▶ _WHAT IS ASKED_:
Could you write out the records below again, changing every "Query" to "Search" and leaving everything else as it is?

▶ _STORED ROWS_:
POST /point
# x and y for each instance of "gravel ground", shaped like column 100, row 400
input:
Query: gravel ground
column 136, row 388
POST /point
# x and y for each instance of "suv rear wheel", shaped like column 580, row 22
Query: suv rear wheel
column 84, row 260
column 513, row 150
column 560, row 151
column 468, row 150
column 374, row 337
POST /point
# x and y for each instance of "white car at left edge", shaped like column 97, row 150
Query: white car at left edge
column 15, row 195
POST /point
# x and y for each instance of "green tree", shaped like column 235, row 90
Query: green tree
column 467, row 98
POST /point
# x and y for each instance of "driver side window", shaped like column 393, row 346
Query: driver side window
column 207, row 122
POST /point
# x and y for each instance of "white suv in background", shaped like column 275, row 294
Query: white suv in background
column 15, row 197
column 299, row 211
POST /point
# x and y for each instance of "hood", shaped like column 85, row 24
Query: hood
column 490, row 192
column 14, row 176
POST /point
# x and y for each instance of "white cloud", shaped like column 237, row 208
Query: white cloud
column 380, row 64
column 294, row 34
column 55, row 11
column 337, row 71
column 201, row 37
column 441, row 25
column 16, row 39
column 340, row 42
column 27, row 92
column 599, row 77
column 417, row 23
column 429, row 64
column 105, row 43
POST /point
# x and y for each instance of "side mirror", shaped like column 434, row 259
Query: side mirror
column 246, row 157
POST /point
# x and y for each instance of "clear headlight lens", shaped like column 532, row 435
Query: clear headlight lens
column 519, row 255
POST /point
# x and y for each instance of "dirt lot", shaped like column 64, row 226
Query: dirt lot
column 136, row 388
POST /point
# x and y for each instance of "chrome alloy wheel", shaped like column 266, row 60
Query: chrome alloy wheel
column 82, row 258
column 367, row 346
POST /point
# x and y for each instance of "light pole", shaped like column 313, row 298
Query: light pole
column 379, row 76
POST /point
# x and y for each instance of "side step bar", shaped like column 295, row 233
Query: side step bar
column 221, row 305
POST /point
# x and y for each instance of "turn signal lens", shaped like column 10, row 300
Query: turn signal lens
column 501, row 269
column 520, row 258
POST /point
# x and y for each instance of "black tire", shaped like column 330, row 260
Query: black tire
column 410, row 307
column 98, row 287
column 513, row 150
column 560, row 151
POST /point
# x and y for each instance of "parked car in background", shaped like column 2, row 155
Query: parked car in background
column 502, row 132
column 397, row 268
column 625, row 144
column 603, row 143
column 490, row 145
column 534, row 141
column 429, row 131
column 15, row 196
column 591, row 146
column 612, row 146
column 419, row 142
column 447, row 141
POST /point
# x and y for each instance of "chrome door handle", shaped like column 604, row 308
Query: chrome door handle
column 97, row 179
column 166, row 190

▶ _RESPONSE TO THIS TASK_:
POST /point
# x and y for each instance of "gravel ground", shaped like column 100, row 400
input:
Search: gravel ground
column 136, row 388
POST /point
# x and y for each instance of "suv rear wheel", shaped like column 580, row 22
Search: suv rear wheel
column 84, row 260
column 513, row 150
column 560, row 151
column 468, row 150
column 374, row 337
POST /point
# x and y for each instance of "white car at left edge", shaped like column 97, row 150
Search: white car at left edge
column 15, row 195
POST /point
# x and y for each instance of "green tree", shaped like column 235, row 90
Search: green tree
column 467, row 98
POST /point
# x and y for each instance of "driver side window", shaped like column 393, row 346
Search: driver side window
column 207, row 122
POST /point
# x and y for each instance of "white suv in background", shaped like column 275, row 294
Search: white suv in background
column 15, row 197
column 299, row 211
POST /point
# x and y for each instance of "hood", shaped like column 85, row 24
Search: hood
column 490, row 192
column 14, row 176
POST /point
# x and y for each instance of "white cloud", shaped like column 237, row 208
Search: white cloud
column 380, row 64
column 294, row 34
column 55, row 11
column 337, row 71
column 201, row 37
column 441, row 25
column 16, row 39
column 340, row 42
column 27, row 92
column 599, row 77
column 417, row 23
column 429, row 64
column 105, row 43
POST /point
# x and y for each instance of "side mirror", shaped like column 434, row 259
Search: side mirror
column 246, row 157
POST /point
# x and y for each instance of "clear headlight lens", shaped like column 532, row 435
Search: clear headlight lens
column 519, row 255
POST /point
# x and y for each instance of "dirt lot", shaped like column 64, row 226
Search: dirt lot
column 136, row 388
POST /point
# x and y for each instance of "chrome alloy wheel", shaped like column 266, row 60
Search: chrome alloy wheel
column 82, row 258
column 367, row 346
POST /point
# x and y for each instance of "light pole", shaped like column 313, row 298
Search: light pole
column 379, row 76
POST /point
# x and y for each instance of "side step bar", shaped like column 295, row 233
Search: side step bar
column 221, row 305
POST /point
# x and y for each instance of "turn signal lens", shaped like column 10, row 300
Search: turn signal lens
column 501, row 269
column 520, row 258
POST /point
# x and y for each instance of "black tire", shaped like column 330, row 260
Search: black tire
column 410, row 307
column 98, row 287
column 513, row 150
column 560, row 151
POST /point
# x and y for each instance of "parked car in background", shaped like column 2, row 155
Search: parked car in background
column 502, row 132
column 397, row 268
column 625, row 144
column 603, row 143
column 490, row 145
column 534, row 141
column 429, row 131
column 15, row 196
column 591, row 146
column 612, row 146
column 419, row 142
column 447, row 141
POST /point
# x and y for each instance of "chrome door handle", shaped like column 604, row 308
Search: chrome door handle
column 97, row 179
column 166, row 190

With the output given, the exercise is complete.